[PROBLEM]: Copy out the data from the line with "QA review pass — verify and re-annotate the large" to the line with "xmin=597 ymin=0 xmax=1270 ymax=740", both included, leaving the requests and format samples unchanged. In the answers, rescale every box coordinate by 0.75 and round to whole numbers, with halves rounded up.

[EXERCISE INPUTS]:
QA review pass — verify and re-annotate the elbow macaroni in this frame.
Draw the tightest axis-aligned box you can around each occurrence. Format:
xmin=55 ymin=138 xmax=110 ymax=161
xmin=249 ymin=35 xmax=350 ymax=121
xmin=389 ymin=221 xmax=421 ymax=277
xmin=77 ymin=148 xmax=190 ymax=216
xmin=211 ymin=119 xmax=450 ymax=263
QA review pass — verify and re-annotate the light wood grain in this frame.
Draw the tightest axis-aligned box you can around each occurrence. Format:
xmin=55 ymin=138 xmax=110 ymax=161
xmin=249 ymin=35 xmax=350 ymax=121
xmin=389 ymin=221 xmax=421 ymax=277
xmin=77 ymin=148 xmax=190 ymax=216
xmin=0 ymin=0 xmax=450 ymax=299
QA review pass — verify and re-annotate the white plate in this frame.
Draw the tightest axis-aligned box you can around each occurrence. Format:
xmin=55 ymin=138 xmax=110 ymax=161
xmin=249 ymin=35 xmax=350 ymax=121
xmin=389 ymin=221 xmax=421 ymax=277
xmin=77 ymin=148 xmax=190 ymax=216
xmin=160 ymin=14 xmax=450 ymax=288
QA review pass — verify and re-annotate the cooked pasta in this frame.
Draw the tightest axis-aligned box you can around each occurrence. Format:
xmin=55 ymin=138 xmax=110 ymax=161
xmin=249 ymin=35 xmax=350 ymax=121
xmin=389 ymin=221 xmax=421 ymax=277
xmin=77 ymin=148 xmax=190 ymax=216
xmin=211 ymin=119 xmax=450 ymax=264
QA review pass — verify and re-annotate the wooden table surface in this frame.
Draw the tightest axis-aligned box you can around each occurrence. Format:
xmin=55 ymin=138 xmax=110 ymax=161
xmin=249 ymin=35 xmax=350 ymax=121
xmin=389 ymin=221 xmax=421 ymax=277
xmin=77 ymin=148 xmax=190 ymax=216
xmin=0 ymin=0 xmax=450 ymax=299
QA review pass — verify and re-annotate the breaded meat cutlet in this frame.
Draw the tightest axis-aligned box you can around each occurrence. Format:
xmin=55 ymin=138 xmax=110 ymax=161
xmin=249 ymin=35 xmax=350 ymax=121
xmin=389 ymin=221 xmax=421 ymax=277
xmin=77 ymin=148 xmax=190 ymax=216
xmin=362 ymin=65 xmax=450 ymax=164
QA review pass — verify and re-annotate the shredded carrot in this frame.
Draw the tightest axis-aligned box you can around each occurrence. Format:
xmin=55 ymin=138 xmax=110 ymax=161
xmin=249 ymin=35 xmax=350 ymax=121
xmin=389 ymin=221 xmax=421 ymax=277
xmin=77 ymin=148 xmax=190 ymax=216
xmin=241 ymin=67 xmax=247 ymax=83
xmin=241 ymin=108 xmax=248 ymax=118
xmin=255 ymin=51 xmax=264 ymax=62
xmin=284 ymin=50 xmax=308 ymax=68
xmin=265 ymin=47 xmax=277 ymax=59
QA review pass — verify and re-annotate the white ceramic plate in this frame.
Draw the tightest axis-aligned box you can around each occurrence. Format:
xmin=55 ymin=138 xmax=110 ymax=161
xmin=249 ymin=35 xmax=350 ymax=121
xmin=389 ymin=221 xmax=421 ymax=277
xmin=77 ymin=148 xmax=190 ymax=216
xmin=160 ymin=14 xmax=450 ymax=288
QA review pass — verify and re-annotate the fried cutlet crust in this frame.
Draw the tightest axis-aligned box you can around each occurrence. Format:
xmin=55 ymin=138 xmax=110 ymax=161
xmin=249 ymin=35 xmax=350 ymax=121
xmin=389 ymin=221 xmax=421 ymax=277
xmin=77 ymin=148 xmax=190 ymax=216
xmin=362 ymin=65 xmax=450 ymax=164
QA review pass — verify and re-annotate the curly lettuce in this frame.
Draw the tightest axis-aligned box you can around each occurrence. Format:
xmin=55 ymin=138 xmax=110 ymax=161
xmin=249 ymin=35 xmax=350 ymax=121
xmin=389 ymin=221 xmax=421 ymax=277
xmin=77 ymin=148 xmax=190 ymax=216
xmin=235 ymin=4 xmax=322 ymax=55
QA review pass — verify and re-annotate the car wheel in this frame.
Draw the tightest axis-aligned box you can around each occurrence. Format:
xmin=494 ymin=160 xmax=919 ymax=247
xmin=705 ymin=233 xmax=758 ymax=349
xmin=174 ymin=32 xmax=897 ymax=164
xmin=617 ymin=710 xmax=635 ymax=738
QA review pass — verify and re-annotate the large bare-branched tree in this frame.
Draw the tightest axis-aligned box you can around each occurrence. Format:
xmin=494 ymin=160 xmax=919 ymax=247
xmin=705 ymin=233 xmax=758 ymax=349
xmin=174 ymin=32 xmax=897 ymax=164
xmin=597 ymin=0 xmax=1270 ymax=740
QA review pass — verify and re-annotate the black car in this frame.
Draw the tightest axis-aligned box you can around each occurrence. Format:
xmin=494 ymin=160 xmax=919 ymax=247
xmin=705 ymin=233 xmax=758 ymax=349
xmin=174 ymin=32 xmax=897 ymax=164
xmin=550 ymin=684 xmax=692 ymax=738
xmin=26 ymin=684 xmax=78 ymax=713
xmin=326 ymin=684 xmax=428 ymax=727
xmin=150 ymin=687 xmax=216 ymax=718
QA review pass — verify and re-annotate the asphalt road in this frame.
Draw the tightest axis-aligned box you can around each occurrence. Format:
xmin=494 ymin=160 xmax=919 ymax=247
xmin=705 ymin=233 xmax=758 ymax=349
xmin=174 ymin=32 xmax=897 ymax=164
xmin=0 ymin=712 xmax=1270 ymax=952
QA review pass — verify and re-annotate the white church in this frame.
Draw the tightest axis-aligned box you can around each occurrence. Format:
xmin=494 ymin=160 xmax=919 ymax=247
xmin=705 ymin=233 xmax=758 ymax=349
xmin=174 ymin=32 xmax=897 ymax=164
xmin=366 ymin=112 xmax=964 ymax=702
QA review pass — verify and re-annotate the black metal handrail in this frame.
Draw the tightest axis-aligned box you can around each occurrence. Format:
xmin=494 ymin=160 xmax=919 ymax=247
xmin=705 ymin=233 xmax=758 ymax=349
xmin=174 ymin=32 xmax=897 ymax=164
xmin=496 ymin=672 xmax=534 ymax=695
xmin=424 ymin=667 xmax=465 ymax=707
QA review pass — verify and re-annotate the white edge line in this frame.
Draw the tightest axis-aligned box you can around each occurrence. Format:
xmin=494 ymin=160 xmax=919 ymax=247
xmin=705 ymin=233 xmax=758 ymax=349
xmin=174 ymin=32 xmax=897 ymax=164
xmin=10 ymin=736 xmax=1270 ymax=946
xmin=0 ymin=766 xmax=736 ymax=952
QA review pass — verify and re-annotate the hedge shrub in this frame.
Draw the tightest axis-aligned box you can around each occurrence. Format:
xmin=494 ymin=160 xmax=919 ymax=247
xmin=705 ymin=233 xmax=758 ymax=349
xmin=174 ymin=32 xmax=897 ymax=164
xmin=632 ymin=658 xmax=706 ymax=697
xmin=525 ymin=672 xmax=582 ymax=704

[THE ANSWER]:
QA review pass — verify and re-annotate the large bare-branched tree in this frame.
Draw the tightest axis-aligned box you can around each occurrence. Format:
xmin=494 ymin=160 xmax=919 ymax=247
xmin=705 ymin=233 xmax=758 ymax=349
xmin=174 ymin=32 xmax=897 ymax=164
xmin=448 ymin=0 xmax=953 ymax=555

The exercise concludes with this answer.